### EXCERTO PARA LER
_ _ _ _ _ _ _

04 agosto 2009

 

Divagação imaginária sobre a gripe

Quantas vezes, a propósito do surto viral da gripe cujo nome não me vem à mente (digamos, para simplificar, com licença da espécie de onde se diz provir, a gripe suína), não me tenho lembrado do Ensaio sobre a cegueira, de José Saramago!
A criação de um certo clima, algumas situações observadas ou entrevistas no desenvolvimento da pandemia que está a avolumar-se por toda a parte com consequências ainda imprevisíveis, podem-nos dar uns vislumbres, uns ecos esbatidos, mas carregados de sombria sugestão, do universo ficcional construído pelo escritor laureado com o prémio Nobel.
Desde o alerta causado pelos primeiros vitimados e que tem ido em crescendo, à medida que a patologia se vai multiplicando, até aos signos representativos do avançar da epidemia – grau 4, grau 5, grau 6, o máximo na escala de alarme – à colocação em quarentena dos afectados, aos constantes alertas sobre a possibilidade de contaminação e a maneira de evitá-la ou atenuá-la, ao arsenal higiénico a usar (as máscaras, o lavar frequente das mãos, os desinfectantes), aos múltiplos veículos de transmissão da doença contra os quais nos devemos premunir, ao anúncio das primeiras mortes, às notícias de quase «sequestro» dos doentes nos hospitais, isolados nos seus quartos, praticamente sem visitas do pessoal clínico, que ali comparece apenas uma ou duas vezes por dia, totalmente encafuado em fatos que cobrem os corpos da cabeça aos pés e comunica com os infectados através de aparelhagem electrónica, aos conselhos dados a quem tenha sintomas patológicos de notificar esse estado às autoridades sanitárias, as quais, chegando a casa do «suspeito», saem do carro em que se deslocam com a tal vestimenta de extraterrestres, ao deserto gerado à volta de qualquer pessoa que, num ajuntamento, se ponha a tossir ou a espirrar, ao açambarcamento, nas farmácias, de material higiénico e de medicamentos para a cura, à esperada vacina que não chegará para todos e que é preciso racionar de acordo com uma pré-definição de grupos prioritários, enfim, todo um ambiente saturado de ameaça e onde não falta o enigma existencial.
A todo este cenário junte-se a enorme carga sugestiva do acontecido no Hospital de Santa Maria, em Lisboa, em que vários doentes internados no sector de oftalmologia ficaram cegos após uma injecção intra-ocular de um medicamento que supostamente seria para a sua cura. Precisamente um grupo de seis, tantos quantos os que formavam o grupo inicial de cegos, guiados pela mulher que via (a mulher do médico), no Ensaio sobre a cegueira.
Claro que isto não chega para nos dar o clima ficcional da obra de Saramago, que, de resto, não se reduz a um clima, assumindo uma dimensão problematizante e alegórica de largo espectro, em que o escritor nos dá uma visão do mundo e do ser humano que não primam pelo optimismo. Antes pelo contrário, as facetas mais egoístas e sórdidas do ser humano, as pulsões mais negativas e monstruosas, as tendências criminosas mais repulsivas, as situações mais abjectas, fazendo despontar o abutre que mora em cada um de nós, são enfatizadas num cenário que, começando por ser de quarentena, se transforma num lugar concentracionário e inumano.
Estamos muito longe desse universo ficcional, que aqui evoco com um evidente sentido de exagero, a que fui conduzido por sugestão de algumas peripécias. Mas, sendo a ficção ela própria um exagero, não nos ajudará ela também a aceder ao abismo cujas profundezas podemos antever a partir de certos traços existenciais em estado de latência e que, levados a certo limite, nos transportam para um mundo terrífico onde a nossa precária humanidade entra em colapso e se transforma na mais cruel cegueira?

_ _ _ _ _ _ _

### DADOS DE ORIGEM
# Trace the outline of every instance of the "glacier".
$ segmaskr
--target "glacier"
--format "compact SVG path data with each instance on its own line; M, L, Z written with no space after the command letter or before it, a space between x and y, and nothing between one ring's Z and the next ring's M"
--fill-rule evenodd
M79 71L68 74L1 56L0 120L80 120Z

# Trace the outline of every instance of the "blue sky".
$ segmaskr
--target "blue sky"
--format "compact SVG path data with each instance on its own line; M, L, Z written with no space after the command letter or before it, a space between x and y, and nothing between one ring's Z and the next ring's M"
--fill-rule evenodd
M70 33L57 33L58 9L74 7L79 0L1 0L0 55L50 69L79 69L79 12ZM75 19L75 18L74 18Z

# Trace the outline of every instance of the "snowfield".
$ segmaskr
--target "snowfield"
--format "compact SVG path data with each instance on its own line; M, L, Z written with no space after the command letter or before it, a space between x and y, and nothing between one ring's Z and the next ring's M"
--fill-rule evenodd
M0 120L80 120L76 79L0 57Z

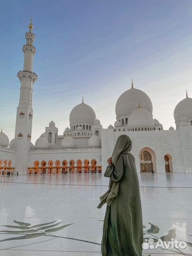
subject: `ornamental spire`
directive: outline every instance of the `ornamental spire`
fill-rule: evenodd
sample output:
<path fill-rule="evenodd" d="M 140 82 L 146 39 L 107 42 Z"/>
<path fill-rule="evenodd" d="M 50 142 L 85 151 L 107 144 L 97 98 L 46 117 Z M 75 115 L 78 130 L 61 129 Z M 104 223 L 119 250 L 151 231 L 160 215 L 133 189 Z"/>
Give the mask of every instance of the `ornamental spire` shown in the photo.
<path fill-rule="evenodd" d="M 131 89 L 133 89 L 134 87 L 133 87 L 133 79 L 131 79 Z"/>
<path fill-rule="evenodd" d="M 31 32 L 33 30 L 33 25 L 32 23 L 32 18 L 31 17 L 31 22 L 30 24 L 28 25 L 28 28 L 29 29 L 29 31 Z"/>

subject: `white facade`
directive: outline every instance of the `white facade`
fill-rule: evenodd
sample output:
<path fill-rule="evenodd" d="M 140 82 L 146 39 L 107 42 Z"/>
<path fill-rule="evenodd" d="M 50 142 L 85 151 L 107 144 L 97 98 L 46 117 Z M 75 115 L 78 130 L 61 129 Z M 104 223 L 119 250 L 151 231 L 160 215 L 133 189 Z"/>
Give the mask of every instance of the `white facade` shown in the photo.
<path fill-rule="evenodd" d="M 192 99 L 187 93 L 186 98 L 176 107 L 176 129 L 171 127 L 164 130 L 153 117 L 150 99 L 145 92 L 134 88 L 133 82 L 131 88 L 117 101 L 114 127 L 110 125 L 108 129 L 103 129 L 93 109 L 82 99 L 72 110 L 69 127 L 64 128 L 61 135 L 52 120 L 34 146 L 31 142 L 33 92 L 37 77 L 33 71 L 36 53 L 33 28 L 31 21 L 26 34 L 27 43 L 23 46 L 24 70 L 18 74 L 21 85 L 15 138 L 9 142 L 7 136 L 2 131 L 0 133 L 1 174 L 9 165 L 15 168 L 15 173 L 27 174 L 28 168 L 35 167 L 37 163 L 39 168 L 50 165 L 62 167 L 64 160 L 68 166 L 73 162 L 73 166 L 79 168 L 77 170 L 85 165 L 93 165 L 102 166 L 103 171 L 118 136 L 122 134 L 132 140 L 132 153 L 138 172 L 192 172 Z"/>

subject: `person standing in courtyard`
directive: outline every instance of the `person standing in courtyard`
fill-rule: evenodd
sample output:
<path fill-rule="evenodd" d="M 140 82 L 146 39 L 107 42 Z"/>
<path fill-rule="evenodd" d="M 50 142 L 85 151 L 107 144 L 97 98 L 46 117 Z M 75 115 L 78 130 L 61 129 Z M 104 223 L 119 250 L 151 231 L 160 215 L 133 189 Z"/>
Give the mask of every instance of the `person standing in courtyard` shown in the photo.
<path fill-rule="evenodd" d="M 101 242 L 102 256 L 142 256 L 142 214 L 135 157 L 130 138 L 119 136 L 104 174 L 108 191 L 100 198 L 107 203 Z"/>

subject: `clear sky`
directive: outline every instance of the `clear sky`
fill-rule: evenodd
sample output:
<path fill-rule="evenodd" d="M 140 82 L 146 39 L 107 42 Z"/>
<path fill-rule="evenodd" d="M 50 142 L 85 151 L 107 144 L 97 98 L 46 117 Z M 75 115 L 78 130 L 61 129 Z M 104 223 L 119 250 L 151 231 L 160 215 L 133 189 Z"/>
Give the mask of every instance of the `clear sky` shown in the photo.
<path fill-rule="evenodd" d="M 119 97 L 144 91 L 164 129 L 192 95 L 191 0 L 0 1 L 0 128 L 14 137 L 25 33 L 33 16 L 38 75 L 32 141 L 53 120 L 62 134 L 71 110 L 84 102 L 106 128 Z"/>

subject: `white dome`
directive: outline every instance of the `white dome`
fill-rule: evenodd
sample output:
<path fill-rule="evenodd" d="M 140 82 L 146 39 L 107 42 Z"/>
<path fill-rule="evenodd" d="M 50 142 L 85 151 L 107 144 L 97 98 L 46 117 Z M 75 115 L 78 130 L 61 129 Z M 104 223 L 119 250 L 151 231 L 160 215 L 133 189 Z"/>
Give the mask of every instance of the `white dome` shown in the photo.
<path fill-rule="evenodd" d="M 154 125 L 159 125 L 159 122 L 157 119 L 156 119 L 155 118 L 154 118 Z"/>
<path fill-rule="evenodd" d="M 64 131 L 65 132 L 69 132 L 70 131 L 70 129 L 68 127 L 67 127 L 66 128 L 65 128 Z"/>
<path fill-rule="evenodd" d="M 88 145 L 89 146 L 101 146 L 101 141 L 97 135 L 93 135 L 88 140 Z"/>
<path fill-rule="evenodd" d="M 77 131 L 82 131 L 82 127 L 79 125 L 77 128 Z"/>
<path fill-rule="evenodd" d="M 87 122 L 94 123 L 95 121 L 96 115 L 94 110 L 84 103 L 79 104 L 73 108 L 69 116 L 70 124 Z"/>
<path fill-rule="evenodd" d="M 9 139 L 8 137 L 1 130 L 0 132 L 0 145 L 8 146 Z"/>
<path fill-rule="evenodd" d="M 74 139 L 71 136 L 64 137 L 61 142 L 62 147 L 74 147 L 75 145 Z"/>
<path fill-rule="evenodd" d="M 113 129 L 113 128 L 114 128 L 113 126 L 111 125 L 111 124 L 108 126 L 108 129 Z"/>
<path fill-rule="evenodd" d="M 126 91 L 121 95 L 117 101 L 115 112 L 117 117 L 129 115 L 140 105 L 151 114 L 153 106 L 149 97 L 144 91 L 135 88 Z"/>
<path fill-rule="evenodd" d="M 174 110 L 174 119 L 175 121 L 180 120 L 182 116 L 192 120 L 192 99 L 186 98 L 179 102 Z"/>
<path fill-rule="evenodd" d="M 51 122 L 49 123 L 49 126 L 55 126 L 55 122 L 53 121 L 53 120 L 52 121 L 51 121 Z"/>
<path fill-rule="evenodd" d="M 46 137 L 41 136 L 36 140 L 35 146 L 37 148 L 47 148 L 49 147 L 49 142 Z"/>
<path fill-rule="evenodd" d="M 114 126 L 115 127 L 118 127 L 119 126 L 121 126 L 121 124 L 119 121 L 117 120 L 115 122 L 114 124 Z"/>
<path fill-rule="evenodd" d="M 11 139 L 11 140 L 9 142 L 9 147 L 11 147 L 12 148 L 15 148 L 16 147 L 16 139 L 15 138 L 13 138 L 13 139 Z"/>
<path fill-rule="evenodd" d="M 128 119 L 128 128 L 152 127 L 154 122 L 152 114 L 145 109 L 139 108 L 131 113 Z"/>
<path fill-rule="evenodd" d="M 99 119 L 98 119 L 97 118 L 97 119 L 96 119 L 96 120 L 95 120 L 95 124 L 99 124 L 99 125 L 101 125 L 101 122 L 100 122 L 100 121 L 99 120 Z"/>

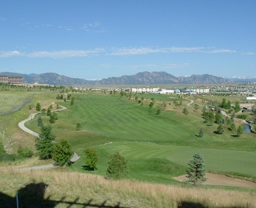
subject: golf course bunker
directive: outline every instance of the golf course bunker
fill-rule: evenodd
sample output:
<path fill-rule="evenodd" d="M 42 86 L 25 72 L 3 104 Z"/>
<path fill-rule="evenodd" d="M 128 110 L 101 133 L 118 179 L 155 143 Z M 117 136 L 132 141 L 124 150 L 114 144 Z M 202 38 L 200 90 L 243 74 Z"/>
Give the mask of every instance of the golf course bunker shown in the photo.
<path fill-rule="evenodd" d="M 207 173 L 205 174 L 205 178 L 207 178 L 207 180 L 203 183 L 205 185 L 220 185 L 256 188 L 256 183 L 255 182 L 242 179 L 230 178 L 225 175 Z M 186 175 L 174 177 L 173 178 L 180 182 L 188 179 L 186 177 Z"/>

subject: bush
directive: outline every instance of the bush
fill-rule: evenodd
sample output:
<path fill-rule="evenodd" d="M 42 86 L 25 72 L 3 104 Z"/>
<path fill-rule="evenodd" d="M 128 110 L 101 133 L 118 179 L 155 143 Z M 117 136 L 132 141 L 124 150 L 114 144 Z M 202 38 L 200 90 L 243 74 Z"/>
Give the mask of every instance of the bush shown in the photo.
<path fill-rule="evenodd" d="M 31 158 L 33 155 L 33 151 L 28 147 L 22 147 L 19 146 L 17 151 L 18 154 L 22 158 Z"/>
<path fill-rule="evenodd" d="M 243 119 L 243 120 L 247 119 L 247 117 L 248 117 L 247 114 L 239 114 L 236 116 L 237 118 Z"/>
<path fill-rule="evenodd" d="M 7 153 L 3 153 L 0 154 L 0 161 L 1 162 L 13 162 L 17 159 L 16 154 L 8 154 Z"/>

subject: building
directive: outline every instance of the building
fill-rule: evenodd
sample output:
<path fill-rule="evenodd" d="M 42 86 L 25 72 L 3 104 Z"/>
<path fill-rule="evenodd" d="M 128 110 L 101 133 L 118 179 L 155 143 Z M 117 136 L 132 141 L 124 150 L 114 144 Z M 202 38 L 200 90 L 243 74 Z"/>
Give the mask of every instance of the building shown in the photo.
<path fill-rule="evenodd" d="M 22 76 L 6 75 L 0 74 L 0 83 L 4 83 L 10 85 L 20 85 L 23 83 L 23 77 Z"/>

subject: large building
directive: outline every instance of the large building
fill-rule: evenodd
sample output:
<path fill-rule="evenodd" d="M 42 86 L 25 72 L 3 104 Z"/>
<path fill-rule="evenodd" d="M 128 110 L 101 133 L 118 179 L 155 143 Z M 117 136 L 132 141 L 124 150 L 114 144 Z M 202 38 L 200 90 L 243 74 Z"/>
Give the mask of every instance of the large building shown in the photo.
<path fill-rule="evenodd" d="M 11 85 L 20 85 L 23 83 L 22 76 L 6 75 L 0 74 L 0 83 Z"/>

_ _ _ _ _ _ _

### O QUE SE PEDE
Segundo o texto sobre a gripe, quantos doentes internados no sector de oftalmologia do Hospital de Santa Maria ficaram cegos? As entradas não são necessárias.

### RESPOSTA ESCRITA
Seis doentes.